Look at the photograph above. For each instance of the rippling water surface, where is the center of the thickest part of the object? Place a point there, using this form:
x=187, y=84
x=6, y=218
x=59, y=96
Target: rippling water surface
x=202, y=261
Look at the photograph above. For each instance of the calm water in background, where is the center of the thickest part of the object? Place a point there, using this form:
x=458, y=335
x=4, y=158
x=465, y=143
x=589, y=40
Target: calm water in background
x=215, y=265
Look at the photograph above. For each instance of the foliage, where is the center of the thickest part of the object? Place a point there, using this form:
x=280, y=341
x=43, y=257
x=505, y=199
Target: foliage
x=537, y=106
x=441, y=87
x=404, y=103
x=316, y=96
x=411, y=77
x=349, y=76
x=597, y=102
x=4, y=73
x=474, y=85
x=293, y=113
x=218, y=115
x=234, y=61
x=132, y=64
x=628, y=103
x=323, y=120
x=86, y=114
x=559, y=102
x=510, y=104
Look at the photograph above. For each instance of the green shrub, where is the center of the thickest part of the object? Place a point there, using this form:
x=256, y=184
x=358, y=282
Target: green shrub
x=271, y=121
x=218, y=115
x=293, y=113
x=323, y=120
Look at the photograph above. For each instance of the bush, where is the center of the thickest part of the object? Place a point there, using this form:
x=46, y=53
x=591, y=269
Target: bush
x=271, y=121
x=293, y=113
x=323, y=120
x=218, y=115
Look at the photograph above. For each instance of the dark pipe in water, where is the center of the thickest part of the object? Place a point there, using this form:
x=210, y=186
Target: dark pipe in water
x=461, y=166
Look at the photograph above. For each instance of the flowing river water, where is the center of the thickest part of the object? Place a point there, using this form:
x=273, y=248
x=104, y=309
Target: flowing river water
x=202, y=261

#####

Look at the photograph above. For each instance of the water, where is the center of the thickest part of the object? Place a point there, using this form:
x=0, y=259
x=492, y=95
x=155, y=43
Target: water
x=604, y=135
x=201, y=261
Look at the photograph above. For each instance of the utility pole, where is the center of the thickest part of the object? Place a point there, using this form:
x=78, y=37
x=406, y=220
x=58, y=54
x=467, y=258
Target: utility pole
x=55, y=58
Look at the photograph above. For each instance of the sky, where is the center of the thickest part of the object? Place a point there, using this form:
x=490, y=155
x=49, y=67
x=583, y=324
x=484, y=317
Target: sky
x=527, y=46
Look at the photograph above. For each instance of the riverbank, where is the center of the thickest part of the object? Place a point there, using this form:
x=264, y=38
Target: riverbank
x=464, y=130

#####

THE PROBLEM — Count the lines in the records above: how many of them contain the word "shrub"? Reply with the number only.

RESPONSE TO THE EXERCISE — 2